> [Document segment]:
3. The supply of thorium

a. Thorium has always been available as a byproduct of the mining of uranium and of the rare earths, but it has traditionally been considered either a liability or a low value material,

b. Thorium reports and commentaries without fail or exception state that thorium is more common than uranium, but usually fail to emphasize that this is a statement of the relative abundances of both in the earth’s crust. It is in no way a statement of the relative distribution of thorium versus that of uranium in known minable deposits as discussed above and below,

c. There is actually no way to verify the thorium reserves that are contained in the world’s existing rare earth mines, because to the best of our knowledge such measurements have simply not been made, and, if they have, have certainly not been made public by the world’s largest and most actively mined rare earth deposits in the Bayanobo region of Inner Mongolia in the PRC. There are today no significant rare earth mining operations anywhere outside of the Bayanobo region. The largest previous single source mine for rare earths in Mountain Pass, California, stated to a magazine writer last month that it had no thorium production associated with its hoped for reopening of operations. The two large Australian rare earth startups, Lynas and Arafura, also do not comment on any planned thorium production, and, in any case, are both in turmoil due to the current economic crisis. Lynas has suspended operations and Arafura is not only not operating but is also in the process of selling a large stake to a Chinese operator. It is not commonly known whether India, which always claims to have significantly more thorium than uranium, in fact produces any thorium from its deposits of monazite “sands” which do contain low levels of “disseminated”  thorium but are principally an ore of the rare earths of which India has very limited production. Finally Russia produces some rare earths and thus could produce some limited amount of thorium but it is not known if it does.

d. Uranium miners even in Canada have not announced any plans to produce thorium nor do any of them show thorium quantity produced in their accounts.  The same is true for Australian producers and Kazakh thorium statistics do not exist.

e. The very best opportunity today to produce thorium in quantity from a high grade deposit would be in the United States in the Lemhi Pass region of Idaho and Montana. The claims in that region are owned today by Thorium Energy, inc., a privately held company, which purchased and extended the claims staked beginning fifty years ago by a group of utilities and engineering companies starting with Idaho Power. Those companies were looking for uranium ( and thorium ) for the purpose of becoming self sufficient and vertically integrated  as nuclear power producers. But they were premature. The age of thorium was not yet ready to be born. Idaho Power and its successors noted also that the claims were rich in rare earths, but just as with thorium the birth of the age of those technology metals was still in the future.

> [Records]:
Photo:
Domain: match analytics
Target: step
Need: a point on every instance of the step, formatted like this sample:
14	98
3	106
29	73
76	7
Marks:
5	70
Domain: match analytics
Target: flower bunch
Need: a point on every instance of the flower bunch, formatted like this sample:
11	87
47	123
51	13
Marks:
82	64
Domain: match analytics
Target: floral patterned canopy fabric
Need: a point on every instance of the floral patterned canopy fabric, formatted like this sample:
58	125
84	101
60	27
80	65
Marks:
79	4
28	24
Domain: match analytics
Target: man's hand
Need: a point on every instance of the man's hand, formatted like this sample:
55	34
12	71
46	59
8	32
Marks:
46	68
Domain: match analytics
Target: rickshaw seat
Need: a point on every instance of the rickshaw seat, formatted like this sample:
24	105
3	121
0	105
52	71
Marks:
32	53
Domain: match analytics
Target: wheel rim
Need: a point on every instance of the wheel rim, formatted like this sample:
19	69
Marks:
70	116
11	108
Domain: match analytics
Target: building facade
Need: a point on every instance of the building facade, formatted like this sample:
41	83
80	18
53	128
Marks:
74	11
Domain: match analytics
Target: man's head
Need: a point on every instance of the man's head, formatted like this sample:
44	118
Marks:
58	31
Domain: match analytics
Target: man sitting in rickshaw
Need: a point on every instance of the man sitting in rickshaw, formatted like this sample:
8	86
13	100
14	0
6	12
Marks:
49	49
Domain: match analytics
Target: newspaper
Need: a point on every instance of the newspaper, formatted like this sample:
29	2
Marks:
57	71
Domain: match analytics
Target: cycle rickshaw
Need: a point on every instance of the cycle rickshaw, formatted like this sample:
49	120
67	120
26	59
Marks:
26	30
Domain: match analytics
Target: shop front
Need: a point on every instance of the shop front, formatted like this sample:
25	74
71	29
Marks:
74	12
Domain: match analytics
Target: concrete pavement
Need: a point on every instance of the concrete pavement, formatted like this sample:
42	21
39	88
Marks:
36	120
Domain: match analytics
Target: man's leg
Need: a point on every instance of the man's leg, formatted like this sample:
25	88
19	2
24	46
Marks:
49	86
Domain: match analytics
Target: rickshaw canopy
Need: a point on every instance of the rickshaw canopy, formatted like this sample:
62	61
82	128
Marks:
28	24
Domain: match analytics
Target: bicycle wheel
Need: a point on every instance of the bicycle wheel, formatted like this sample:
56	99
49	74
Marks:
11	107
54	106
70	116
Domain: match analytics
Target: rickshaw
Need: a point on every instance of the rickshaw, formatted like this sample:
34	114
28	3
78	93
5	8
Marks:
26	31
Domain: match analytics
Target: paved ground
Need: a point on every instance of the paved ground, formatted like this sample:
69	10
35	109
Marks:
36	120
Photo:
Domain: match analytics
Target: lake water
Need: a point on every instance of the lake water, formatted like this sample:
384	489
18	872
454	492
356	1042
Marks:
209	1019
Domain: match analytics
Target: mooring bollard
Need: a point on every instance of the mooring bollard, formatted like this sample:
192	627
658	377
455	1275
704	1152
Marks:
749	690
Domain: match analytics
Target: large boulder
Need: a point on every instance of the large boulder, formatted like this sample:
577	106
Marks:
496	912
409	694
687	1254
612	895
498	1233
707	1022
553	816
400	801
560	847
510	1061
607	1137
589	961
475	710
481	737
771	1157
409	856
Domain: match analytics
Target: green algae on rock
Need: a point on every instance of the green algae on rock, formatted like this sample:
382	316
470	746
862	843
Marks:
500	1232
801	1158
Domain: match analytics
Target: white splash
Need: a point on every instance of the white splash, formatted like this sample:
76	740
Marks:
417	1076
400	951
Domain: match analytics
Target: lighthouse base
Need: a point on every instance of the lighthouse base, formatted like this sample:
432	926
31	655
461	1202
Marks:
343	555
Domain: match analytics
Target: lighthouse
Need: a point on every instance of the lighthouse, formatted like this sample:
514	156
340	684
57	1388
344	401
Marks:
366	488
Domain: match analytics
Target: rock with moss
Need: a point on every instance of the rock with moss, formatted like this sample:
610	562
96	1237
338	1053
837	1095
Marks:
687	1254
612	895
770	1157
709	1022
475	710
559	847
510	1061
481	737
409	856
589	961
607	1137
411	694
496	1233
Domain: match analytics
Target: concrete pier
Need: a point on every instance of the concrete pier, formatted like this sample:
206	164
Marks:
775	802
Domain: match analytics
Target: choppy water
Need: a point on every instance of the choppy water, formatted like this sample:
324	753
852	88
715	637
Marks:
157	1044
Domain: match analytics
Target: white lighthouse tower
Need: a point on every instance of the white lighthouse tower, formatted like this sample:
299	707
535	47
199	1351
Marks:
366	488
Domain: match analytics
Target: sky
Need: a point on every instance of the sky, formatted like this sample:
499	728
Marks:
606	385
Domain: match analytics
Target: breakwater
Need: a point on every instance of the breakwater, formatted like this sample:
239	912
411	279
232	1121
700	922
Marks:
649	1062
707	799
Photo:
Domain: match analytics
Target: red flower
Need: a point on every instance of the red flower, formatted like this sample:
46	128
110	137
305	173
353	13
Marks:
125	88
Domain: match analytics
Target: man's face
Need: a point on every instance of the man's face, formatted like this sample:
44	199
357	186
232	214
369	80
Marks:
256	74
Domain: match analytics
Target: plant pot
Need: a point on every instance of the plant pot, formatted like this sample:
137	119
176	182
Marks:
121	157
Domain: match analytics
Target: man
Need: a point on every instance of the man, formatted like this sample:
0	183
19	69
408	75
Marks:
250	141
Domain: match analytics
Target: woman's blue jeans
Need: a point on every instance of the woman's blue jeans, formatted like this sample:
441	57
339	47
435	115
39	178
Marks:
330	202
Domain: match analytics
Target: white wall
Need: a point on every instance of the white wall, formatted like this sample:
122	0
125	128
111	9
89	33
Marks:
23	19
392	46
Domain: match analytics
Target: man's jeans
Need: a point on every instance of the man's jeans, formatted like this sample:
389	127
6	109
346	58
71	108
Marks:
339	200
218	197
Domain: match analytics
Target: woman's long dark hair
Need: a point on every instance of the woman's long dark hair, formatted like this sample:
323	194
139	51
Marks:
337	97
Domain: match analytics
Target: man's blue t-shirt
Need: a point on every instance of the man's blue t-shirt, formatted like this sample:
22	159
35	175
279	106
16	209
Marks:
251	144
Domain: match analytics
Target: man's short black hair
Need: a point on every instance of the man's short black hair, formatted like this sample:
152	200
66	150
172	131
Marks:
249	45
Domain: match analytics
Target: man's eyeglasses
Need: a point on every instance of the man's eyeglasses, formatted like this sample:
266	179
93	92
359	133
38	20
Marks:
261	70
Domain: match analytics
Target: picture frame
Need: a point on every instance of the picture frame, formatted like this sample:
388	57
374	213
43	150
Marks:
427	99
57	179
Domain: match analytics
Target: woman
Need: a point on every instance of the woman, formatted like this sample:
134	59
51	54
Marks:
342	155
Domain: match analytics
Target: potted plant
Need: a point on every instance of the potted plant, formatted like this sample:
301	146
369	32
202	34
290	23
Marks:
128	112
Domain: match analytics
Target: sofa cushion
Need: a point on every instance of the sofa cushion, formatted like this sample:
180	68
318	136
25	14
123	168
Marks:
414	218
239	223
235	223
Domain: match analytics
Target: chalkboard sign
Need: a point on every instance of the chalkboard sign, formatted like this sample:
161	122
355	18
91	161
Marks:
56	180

> [Activity 1]: In the thorium supply text, which company owns the claims in the Lemhi Pass region today?
> [Activity 2]: Write the next part of the thorium supply text, picking up after its final sentence.

> [Exercise result 1]: Thorium Energy, inc., a privately held company.

> [Exercise result 2]:
f. Today, Thorium Energy, Inc., is in a unique position. It may be able to open the first primary thorium mine in American history with a substantial rare earths byproduct stream, if the demand is there, or it can develop a primary rare earth mining operation in the Lemhi Pass with a substantial thorium output as a byproduct. Economics and politics will determine which of the two paths is followed or if neither path is taken.

4. The conclusion at this point in time of this first Thorium Report for 2009 is that a thorium fueled civilian use only nuclear electric generating industry is looming on the economic and political horizon.  At this moment no one knows how much thorium it is possible to produce as an adjunct to rare earth or uranium mining, but we do know that one of the largest deposits of high grade thorium and rare earths in the world is located in the Lemhi Pass region of Idaho and Montana. This deposit is accessible and minable. America could become completely self sufficient in non-proliferative nuclear electric power production and reduce its carbon footprint without sacrificing its standard of living or quality of life. Let’s see of our politicians have the will and leadership skills to make this happen. Our future depends on it.

Jack Lifton

Jack Lifton

Jack has spoken all over the world on the market fundamentals and end-uses of those minor metals that he classifies as technology metals and that he believes are truly precious to the global economy. He has been, and is, a prolific writer. His web site, now under construction, www.jacklifton.com, will shortly provide a wealth of data and analyses on minor metals and list the services that Jack offers to institutional investors.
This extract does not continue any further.